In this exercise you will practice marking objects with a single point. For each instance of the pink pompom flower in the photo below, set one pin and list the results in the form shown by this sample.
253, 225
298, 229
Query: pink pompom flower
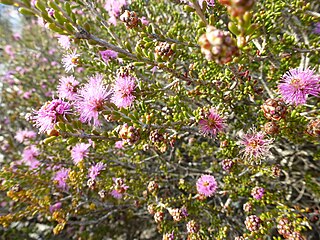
257, 193
256, 145
212, 123
95, 170
122, 91
91, 99
70, 60
67, 88
79, 152
29, 156
107, 55
46, 117
207, 185
61, 177
119, 188
22, 135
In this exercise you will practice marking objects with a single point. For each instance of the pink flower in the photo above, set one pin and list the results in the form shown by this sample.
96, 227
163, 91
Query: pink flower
64, 42
22, 135
55, 207
257, 192
79, 152
91, 98
16, 36
107, 55
46, 117
113, 7
212, 123
61, 177
207, 185
122, 91
209, 2
70, 60
29, 156
8, 50
95, 170
252, 223
297, 84
119, 188
256, 146
119, 144
68, 88
144, 20
316, 29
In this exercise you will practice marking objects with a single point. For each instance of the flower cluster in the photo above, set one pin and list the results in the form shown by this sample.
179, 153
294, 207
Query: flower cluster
118, 188
47, 116
256, 145
91, 98
212, 123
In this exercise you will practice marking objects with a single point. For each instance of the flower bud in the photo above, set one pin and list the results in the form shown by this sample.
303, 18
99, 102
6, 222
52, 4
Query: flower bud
313, 128
271, 128
153, 186
218, 45
274, 109
252, 223
193, 227
130, 19
158, 217
164, 49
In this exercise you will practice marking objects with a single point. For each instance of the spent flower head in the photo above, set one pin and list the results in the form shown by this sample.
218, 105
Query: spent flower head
297, 84
64, 42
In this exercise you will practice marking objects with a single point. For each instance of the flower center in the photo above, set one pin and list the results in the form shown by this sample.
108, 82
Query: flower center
296, 83
212, 123
206, 184
75, 60
254, 143
98, 104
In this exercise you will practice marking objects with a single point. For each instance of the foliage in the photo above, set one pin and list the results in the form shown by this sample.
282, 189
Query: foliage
182, 93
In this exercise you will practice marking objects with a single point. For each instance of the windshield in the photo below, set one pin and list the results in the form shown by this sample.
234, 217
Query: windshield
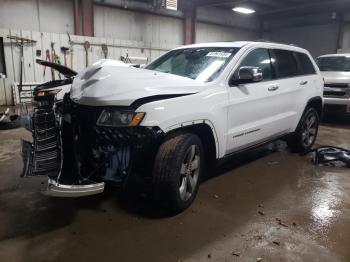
202, 64
334, 63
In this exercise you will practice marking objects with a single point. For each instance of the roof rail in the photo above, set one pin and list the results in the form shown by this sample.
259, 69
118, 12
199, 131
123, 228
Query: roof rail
273, 42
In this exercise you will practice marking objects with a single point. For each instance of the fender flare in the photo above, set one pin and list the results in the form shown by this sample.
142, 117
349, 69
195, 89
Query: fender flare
207, 122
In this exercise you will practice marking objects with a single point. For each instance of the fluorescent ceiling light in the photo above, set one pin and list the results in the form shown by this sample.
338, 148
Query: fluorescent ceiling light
243, 10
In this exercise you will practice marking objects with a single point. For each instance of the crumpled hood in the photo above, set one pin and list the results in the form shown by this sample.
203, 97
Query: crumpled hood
108, 84
336, 77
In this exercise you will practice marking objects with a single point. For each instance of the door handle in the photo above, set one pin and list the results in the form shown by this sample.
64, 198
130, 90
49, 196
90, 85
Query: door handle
273, 88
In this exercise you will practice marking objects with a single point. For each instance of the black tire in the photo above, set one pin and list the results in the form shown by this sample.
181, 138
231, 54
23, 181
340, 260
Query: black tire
305, 135
173, 157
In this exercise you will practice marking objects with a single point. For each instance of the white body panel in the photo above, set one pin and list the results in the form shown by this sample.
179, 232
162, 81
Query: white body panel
249, 109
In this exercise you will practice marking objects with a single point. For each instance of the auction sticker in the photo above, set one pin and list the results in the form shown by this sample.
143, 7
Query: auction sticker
219, 54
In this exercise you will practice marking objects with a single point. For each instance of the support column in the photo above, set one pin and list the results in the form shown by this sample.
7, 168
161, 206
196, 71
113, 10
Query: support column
77, 18
88, 17
84, 17
340, 32
190, 17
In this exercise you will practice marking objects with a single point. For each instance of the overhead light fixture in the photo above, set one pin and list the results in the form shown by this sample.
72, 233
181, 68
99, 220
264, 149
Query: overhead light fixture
243, 10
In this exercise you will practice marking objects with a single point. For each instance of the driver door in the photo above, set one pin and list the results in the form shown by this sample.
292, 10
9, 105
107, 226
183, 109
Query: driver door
253, 113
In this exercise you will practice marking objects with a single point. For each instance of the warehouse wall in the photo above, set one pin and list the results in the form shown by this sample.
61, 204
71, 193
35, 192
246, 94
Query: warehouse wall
318, 39
37, 15
35, 74
346, 38
318, 33
137, 26
215, 33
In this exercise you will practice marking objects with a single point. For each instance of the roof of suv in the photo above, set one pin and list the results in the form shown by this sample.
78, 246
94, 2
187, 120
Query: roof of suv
329, 55
244, 43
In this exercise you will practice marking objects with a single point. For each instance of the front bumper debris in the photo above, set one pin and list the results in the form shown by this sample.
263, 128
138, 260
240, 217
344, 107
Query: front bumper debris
324, 155
59, 190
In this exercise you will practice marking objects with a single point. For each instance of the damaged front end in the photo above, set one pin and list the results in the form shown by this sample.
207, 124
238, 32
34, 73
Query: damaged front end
78, 155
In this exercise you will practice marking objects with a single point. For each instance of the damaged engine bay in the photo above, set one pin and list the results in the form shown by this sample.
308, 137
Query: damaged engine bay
74, 152
77, 155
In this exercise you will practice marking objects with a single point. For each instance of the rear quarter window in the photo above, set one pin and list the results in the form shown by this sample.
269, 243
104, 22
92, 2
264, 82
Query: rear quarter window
305, 65
284, 63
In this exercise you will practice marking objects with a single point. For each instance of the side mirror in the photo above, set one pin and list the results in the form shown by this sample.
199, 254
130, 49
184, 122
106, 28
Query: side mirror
247, 74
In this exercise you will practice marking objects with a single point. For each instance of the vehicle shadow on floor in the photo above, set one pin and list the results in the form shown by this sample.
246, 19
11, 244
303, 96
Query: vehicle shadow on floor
336, 121
144, 206
34, 214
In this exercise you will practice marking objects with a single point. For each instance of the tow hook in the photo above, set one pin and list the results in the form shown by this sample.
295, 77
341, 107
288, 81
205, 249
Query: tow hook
60, 190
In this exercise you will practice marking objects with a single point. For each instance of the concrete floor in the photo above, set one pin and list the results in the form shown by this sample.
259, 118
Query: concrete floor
267, 204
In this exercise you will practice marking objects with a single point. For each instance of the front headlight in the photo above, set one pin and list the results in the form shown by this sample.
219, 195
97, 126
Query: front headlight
114, 118
46, 92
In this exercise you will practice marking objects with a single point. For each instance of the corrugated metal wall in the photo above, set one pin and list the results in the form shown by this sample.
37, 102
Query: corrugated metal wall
34, 73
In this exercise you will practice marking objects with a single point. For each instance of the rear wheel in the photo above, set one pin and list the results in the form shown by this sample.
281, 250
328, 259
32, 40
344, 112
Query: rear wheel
305, 135
177, 171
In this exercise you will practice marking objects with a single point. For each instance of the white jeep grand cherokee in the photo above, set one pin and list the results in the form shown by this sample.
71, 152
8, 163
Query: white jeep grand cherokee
162, 125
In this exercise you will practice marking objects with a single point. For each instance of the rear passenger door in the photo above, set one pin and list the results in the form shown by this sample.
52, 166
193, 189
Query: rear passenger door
292, 80
254, 113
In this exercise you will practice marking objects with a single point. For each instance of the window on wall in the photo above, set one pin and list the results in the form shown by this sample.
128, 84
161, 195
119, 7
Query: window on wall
259, 58
284, 63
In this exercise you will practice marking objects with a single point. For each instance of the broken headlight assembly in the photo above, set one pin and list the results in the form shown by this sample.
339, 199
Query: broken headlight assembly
44, 93
117, 118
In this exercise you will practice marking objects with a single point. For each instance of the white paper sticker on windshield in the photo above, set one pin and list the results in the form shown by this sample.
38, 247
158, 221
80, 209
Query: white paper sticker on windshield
219, 54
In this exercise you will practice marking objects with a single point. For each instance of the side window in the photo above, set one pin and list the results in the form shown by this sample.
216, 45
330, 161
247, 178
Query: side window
285, 63
259, 58
305, 65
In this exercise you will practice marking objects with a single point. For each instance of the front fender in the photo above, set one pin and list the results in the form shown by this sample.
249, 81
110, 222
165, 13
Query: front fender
206, 107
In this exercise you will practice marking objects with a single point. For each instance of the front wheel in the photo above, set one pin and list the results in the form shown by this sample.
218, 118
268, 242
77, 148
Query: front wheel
177, 171
305, 135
---
Objective - Starting with the line that contains "the white paper" and going on through the end of the items, write out every line again, requests included, and shift each answer coordinate by -13. Leave the requests and their sample coordinates unchanged.

Exercise answer -
In this exercise you will practice marking objects with a single point. For each instance of the white paper sticker on windshield in the photo above, set one pin and list the results in the form shown by this sample.
38, 247
158, 221
80, 209
Query: white paper sticker on windshield
206, 41
In this exercise you will practice marking objects with a single point. For each instance of the side window in the photo above, set one pin and list the results in the form shown by this sample.
216, 45
330, 161
247, 178
Query: side window
272, 50
246, 45
292, 52
In this exercise you will practice marking objects with a single point. For each instance of the front fender in the photo above, set one pin and list the results in the form shown by this sample.
249, 81
110, 222
165, 13
Query: front fender
193, 94
In this exercise you will practice marking objects with a single point. For each instance of the front wheel in the photo above, set one pin and list the results in the form shown by this sample.
218, 118
268, 242
77, 148
Query: front wheel
164, 158
292, 122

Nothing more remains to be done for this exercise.